EXERCISE OBJECTIVE:
Scan the entries below for the word "muddy". Copy out every line in which it occurs.

GIVEN RECORDS:

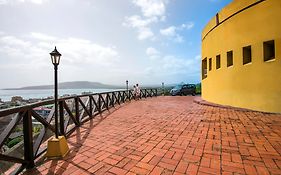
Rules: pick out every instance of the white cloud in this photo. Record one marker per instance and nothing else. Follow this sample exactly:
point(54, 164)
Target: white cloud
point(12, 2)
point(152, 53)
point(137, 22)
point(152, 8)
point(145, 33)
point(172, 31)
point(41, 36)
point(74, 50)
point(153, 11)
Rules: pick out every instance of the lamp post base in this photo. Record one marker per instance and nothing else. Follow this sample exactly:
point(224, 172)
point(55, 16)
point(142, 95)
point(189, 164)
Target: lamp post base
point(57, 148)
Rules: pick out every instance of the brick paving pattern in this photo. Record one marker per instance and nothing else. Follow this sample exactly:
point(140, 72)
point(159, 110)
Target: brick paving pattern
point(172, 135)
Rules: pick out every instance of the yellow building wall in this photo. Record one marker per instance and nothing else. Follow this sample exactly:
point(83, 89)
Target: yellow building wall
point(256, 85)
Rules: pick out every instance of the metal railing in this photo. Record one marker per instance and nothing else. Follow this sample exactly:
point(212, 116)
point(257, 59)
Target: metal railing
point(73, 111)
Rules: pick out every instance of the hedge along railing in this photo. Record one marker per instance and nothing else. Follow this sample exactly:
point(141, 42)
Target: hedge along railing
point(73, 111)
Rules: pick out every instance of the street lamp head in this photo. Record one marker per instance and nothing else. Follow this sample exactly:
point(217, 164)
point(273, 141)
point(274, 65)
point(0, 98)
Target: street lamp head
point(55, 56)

==

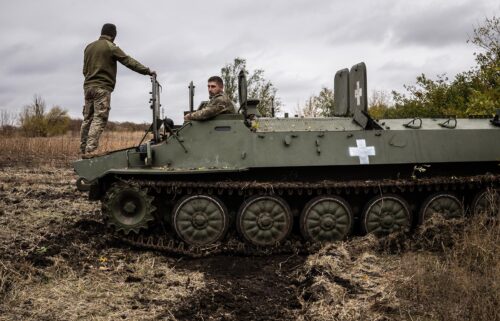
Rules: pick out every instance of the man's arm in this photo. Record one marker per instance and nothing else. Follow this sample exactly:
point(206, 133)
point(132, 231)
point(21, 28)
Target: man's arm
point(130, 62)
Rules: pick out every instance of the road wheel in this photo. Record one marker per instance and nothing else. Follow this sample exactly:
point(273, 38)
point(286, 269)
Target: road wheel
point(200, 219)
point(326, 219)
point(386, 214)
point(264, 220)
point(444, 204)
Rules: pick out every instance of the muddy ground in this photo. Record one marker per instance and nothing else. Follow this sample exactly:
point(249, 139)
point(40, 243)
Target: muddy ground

RESULT:
Rules: pick out every instance of the muddy ground in this photo. Record one marker per instance and nothing else. Follow this sample exactly:
Target: muddy ground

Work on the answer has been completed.